# START OF Working data

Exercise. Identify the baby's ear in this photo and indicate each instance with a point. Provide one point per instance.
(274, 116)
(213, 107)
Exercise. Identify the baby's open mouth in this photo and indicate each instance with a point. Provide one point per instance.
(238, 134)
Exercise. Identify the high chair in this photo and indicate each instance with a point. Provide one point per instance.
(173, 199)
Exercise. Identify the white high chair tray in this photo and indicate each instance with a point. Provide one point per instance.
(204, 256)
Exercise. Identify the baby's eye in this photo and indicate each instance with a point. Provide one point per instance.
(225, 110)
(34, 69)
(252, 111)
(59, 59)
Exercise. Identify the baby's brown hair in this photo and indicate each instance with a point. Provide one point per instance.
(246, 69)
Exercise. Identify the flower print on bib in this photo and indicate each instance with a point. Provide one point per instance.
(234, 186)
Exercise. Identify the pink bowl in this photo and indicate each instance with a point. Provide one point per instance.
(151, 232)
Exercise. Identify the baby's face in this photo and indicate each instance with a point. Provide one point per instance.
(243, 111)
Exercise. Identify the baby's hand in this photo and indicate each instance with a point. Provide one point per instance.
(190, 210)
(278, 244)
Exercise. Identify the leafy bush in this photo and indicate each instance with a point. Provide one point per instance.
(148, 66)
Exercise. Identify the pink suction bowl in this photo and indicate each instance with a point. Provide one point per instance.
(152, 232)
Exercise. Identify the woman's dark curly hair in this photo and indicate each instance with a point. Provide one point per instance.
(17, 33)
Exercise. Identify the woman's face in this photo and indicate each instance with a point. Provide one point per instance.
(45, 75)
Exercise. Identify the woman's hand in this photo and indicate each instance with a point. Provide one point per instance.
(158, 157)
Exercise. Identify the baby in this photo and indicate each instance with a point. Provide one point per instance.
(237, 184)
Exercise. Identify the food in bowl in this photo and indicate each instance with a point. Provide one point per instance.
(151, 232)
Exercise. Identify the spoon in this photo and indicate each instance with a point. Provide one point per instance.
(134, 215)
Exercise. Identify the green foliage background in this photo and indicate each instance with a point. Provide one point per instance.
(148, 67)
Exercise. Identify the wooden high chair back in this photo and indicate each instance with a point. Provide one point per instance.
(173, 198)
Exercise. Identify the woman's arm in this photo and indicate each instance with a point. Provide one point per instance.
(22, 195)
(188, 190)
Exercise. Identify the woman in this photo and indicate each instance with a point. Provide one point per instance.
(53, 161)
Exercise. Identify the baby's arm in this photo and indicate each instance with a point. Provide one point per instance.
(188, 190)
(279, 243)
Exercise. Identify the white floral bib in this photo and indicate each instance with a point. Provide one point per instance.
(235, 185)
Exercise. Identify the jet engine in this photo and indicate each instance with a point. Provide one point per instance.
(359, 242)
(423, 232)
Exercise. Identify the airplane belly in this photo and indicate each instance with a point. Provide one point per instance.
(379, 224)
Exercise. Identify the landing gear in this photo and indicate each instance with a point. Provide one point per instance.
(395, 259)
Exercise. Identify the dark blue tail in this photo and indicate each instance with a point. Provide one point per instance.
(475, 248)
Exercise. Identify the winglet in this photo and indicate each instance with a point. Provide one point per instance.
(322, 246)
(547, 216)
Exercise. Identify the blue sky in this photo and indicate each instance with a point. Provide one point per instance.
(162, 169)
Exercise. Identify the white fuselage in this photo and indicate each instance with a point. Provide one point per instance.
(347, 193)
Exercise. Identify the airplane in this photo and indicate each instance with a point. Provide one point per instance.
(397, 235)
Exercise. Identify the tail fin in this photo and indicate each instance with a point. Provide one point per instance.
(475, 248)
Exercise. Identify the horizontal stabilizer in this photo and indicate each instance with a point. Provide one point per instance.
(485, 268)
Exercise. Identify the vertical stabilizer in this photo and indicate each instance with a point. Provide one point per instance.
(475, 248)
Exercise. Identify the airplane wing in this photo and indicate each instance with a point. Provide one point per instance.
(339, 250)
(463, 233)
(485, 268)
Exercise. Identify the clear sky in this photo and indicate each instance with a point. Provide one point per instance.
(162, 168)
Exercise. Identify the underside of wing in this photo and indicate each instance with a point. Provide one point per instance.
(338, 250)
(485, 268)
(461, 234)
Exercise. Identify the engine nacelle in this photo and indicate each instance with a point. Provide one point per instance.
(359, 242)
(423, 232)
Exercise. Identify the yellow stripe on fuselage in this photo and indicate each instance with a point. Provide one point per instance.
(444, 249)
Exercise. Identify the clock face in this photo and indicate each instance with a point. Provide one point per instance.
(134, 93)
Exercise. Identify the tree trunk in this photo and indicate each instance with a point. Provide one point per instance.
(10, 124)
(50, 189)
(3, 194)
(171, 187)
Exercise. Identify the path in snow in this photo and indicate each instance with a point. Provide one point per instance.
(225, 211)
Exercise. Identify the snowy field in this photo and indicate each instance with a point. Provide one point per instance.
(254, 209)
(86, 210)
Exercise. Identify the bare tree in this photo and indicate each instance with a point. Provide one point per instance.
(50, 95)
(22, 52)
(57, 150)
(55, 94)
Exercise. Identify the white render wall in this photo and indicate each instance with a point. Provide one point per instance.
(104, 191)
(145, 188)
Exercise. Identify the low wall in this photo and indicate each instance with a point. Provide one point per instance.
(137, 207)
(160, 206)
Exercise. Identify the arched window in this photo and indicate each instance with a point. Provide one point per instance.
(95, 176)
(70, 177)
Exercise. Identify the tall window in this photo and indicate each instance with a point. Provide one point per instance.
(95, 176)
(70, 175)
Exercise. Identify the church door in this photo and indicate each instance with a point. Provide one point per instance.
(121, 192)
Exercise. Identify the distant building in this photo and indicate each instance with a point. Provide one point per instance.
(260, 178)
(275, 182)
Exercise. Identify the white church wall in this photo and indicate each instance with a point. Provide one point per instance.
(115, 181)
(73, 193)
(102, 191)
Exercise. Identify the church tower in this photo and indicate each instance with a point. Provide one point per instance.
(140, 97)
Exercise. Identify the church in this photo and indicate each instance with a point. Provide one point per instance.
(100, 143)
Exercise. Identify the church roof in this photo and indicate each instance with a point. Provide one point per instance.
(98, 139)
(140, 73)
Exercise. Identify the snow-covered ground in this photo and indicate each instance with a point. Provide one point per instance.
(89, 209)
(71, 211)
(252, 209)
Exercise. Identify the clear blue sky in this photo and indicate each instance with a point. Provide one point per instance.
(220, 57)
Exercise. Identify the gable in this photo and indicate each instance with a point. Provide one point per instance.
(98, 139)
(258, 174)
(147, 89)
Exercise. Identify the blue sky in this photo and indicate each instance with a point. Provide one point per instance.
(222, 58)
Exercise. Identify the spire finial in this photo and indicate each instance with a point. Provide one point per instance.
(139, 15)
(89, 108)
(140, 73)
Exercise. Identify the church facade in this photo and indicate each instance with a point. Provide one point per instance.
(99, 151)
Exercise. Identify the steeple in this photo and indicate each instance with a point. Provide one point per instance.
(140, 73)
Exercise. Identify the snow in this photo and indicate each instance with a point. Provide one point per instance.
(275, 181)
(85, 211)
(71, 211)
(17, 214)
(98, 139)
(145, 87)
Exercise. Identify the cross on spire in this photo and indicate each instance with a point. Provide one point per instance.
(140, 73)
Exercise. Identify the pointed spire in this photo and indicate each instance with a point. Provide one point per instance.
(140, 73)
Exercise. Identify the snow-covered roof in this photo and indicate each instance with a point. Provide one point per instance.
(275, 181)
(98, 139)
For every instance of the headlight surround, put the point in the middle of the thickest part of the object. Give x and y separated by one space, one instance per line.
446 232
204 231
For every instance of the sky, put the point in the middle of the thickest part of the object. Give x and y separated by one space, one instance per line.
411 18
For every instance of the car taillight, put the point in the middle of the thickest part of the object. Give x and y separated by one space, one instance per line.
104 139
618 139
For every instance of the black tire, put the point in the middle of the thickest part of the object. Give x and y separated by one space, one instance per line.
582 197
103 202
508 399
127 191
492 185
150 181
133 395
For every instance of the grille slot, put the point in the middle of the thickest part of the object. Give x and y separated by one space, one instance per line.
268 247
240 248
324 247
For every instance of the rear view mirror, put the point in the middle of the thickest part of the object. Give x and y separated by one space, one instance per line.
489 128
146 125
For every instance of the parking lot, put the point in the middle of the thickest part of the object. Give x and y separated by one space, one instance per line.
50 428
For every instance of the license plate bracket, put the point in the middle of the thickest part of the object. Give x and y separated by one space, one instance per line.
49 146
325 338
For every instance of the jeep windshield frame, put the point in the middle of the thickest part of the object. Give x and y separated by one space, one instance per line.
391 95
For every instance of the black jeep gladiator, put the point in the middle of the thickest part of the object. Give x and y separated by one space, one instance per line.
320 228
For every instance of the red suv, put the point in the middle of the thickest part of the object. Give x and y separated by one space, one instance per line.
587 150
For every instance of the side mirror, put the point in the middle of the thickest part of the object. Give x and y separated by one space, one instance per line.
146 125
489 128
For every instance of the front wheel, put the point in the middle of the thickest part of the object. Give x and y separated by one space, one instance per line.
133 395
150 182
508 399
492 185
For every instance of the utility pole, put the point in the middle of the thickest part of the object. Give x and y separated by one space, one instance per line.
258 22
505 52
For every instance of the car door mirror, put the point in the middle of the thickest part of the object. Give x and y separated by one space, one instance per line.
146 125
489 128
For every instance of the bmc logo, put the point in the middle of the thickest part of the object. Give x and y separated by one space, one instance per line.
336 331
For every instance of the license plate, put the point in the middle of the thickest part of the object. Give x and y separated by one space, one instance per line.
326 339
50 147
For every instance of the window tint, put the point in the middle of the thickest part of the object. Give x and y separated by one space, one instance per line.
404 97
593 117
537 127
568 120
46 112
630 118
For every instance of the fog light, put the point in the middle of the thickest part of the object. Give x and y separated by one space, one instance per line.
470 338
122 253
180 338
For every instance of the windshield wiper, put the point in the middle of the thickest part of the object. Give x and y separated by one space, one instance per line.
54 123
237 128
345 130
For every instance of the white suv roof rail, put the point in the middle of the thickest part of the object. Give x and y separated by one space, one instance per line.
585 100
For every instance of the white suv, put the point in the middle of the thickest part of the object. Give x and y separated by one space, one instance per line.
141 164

# END OF Working data

• _Direction_
Turn the stretch of the listing above, from the line containing "For every instance of the license plate, put" through the end of the listing, into a numbered list with blank lines omitted.

• _Reply_
1. For every instance of the license plate, put the point in the middle of the thickest part of the object. Give x and y separated by one space, one instance per line.
2. 326 339
3. 50 147
4. For every instance of the window tint, put the point in the middle of the thickest part of the object. Give x and y separated by one space, one instance per line.
5. 404 97
6. 593 117
7. 537 127
8. 568 120
9. 46 112
10. 630 118
11. For every instance of the fog light, put the point in the middle of the thickest part of the object. Give x and y separated by one space, one instance per line.
12. 470 338
13. 122 253
14. 180 338
15. For every instance of the windshield wiper, put the point in the middle of the thickest part of the object. Give x and y separated by one space, one instance per line.
16. 54 123
17. 237 128
18. 345 130
19. For every instance of the white suv roof rail, put the point in the middle of the thickest part of the object. Give x and y separated by one space, one instance per line.
20. 585 100
21. For every instance of the white suv, put the point in the middle of the thickest part of the object. Give x and y separated by one space, one instance per line.
22. 141 164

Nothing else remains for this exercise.